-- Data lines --
------------------------------------------------------------------------

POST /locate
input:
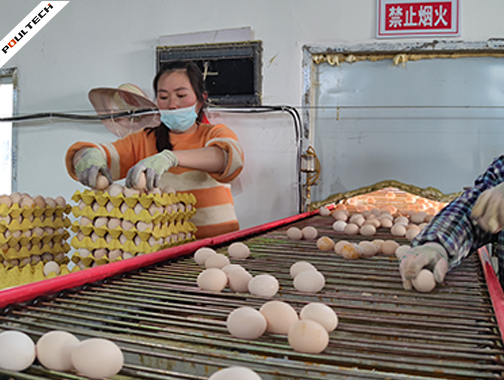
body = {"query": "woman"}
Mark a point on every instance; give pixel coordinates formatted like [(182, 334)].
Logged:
[(183, 151)]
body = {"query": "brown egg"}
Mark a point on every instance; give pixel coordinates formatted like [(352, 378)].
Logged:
[(101, 182), (142, 182), (325, 243)]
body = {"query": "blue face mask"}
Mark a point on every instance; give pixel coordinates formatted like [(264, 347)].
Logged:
[(179, 120)]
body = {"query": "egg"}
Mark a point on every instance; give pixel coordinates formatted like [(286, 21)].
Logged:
[(216, 261), (263, 285), (309, 233), (309, 281), (351, 229), (324, 211), (339, 226), (424, 282), (101, 182), (412, 233), (388, 247), (368, 249), (294, 233), (238, 280), (114, 190), (300, 266), (339, 245), (280, 316), (351, 251), (212, 279), (325, 243), (401, 250), (97, 358), (246, 323), (51, 267), (398, 229), (235, 373), (340, 215), (320, 313), (17, 350), (202, 254), (238, 250), (367, 230), (308, 336), (54, 350)]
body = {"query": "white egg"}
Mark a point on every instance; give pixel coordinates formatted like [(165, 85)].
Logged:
[(300, 266), (294, 233), (238, 250), (263, 285), (202, 254), (339, 226), (367, 230), (320, 313), (368, 249), (398, 229), (309, 233), (97, 358), (17, 350), (212, 279), (324, 211), (235, 373), (339, 215), (216, 261), (308, 337), (310, 281), (238, 280), (279, 315), (54, 350), (424, 282), (246, 323)]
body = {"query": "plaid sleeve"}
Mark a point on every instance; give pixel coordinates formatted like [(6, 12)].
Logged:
[(453, 227)]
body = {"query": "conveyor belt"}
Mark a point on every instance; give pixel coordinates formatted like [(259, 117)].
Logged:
[(169, 329)]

------------------------------------------------------------------------

Rewrite all the records above as a numbered list, skipping any blank lines and leaving out the pictures.

1. POST /locate
2. input:
3. body = {"query": "woman"}
4. Mark a point on every instance; give pixel coordinates formatted like [(182, 334)].
5. Logged:
6. [(183, 151)]
7. body = {"query": "brown egg"}
8. Mark a point on every instance; give pixel coordinates formatted like [(352, 378)].
9. Logged:
10. [(101, 182), (142, 182), (325, 243)]
11. body = {"query": "blue face mask"}
12. Mark a point on every instance; give pixel coordinates formatted like [(264, 347)].
13. Logged:
14. [(179, 120)]
15. body = {"query": "egg"}
16. Mark a point on every instance; give pixel coordinates formatted like [(286, 21)].
17. Logged:
18. [(216, 261), (263, 285), (309, 233), (309, 281), (351, 229), (324, 211), (339, 226), (424, 282), (101, 182), (412, 233), (388, 247), (368, 249), (294, 233), (238, 280), (114, 190), (300, 266), (339, 245), (280, 316), (351, 251), (212, 279), (325, 243), (401, 250), (97, 358), (246, 323), (51, 267), (398, 229), (235, 373), (340, 215), (320, 313), (17, 350), (202, 254), (238, 250), (367, 230), (308, 336), (54, 350)]
19. body = {"query": "white egg"}
20. Mark a point on every instance; give pixel coordinates formatted like [(165, 85)].
21. Logged:
22. [(300, 266), (294, 233), (238, 250), (263, 285), (202, 254), (339, 226), (367, 230), (320, 313), (368, 249), (398, 229), (309, 233), (97, 358), (17, 350), (212, 279), (324, 211), (235, 373), (339, 215), (216, 261), (308, 337), (310, 281), (238, 280), (279, 315), (54, 350), (424, 282), (246, 323)]
23. body = {"query": "plaid sleeve"}
24. Mark a point on every instance; give pixel coordinates formatted like [(6, 12)].
25. Logged:
26. [(453, 227)]
27. body = {"query": "conveyor belt"}
28. Mark a point on every instance; give pixel coordinates formatted like [(259, 117)].
29. Logged:
30. [(169, 329)]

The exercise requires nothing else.